* _Questions_
1. According to the passage on card money in New France, in what year was the card money withdrawn?
2. From the passage on card money in New France, extract the text word for word, starting with "During the expansion" and going on through "to have circulated.".

During the expansion of the French colony in New France (in what is now Canada) in the 17th century, currency had to be imported from France. When the colony faced insolvency owing to great expenses fighting the Iroquois and a diminishing beaver trade, intendant Jacques de Meulles introduced card money to pay soldiers; this soon spread into general use, including commerce. The introduction of card money allowed the colony to reduce deliveries of specie, which could be lost at sea to weather or attack; no specie could be produced locally owing to a lack of precious metals. The currency caught on, and values equal to 100 livres are recorded. Eventually, an estimated two million livres in card money is thought to have circulated.

By the end of the decade New France faced counterfeiting problems with this currency, although counterfeiters could be caned, branded, banished, flogged, or even hanged. It was ultimately inflation, however, which led to the decline of card money in French Canada: the money was produced in a greater quantity than required, in part to offset a failing French economy, while coins were hoarded. Attempts to decrease the value of the cards by half failed, and in 1717 the card money was withdrawn. By 1720 it had been declared worthless.

* _Information shown_
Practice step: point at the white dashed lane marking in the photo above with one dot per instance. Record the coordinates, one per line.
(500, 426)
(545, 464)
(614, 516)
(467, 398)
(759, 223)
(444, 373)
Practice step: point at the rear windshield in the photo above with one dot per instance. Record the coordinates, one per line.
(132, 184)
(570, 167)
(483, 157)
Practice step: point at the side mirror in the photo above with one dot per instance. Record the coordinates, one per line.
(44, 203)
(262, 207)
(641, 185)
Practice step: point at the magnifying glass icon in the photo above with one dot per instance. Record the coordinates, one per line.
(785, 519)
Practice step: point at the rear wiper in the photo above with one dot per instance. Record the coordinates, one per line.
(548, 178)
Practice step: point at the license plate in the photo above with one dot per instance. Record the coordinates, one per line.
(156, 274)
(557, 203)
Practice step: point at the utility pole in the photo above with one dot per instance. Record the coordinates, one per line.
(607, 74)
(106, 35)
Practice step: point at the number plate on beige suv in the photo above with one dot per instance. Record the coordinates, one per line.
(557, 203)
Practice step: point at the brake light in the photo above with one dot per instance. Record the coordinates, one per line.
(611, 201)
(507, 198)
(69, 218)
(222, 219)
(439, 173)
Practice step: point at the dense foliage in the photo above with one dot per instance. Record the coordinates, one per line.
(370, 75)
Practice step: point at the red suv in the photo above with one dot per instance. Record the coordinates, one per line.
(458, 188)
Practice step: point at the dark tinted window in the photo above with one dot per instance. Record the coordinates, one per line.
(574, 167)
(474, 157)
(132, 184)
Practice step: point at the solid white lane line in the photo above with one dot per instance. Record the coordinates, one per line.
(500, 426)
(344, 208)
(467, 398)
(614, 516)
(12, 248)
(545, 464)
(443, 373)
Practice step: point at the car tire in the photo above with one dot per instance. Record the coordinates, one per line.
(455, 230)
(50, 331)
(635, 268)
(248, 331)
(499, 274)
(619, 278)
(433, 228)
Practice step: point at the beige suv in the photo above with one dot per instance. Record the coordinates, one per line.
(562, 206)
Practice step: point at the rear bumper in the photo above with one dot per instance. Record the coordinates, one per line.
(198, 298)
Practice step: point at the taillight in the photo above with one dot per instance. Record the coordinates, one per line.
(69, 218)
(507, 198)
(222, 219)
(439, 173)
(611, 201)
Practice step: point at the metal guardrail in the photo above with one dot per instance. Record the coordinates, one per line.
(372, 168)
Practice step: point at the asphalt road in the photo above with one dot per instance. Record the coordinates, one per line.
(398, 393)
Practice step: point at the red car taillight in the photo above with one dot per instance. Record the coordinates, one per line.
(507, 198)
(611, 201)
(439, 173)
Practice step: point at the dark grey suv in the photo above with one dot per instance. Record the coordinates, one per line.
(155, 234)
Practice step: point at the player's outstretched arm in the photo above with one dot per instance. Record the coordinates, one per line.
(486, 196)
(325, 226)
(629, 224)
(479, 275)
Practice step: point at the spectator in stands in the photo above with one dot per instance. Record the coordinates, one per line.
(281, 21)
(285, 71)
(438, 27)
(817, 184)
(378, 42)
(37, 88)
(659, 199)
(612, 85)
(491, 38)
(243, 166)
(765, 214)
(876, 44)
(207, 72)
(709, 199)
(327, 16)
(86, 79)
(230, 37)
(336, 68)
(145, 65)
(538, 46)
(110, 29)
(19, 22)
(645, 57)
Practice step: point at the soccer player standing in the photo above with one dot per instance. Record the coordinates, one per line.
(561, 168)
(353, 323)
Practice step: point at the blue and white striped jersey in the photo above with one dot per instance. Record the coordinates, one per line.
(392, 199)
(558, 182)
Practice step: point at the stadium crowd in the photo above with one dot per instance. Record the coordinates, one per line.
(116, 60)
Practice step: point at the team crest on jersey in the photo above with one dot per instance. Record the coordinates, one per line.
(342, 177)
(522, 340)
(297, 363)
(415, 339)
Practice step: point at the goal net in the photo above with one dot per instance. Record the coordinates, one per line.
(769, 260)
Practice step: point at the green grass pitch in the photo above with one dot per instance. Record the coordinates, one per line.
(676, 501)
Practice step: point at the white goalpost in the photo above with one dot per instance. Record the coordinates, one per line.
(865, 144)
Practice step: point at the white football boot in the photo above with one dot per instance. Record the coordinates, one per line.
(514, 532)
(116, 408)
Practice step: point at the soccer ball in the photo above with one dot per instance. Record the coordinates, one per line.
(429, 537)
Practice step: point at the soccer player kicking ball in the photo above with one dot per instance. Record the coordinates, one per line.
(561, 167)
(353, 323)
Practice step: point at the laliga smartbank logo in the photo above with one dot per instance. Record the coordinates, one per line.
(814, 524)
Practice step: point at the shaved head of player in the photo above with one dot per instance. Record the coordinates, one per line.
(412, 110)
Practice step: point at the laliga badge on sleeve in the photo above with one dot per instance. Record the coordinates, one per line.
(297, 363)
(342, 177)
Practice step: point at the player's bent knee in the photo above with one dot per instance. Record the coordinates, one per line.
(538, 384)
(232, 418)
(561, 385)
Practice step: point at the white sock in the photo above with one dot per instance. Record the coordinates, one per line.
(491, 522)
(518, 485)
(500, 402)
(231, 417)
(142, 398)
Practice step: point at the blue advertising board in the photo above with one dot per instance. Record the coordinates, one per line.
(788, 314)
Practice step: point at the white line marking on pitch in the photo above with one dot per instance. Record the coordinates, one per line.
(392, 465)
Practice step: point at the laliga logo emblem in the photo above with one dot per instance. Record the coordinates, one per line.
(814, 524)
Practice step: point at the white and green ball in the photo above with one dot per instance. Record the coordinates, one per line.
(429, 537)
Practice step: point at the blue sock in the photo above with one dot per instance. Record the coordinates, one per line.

* _Outputs for the tasks_
1. 1717

2.
During the expansion of the French colony in New France (in what is now Canada) in the 17th century, currency had to be imported from France. When the colony faced insolvency owing to great expenses fighting the Iroquois and a diminishing beaver trade, intendant Jacques de Meulles introduced card money to pay soldiers; this soon spread into general use, including commerce. The introduction of card money allowed the colony to reduce deliveries of specie, which could be lost at sea to weather or attack; no specie could be produced locally owing to a lack of precious metals. The currency caught on, and values equal to 100 livres are recorded. Eventually, an estimated two million livres in card money is thought to have circulated.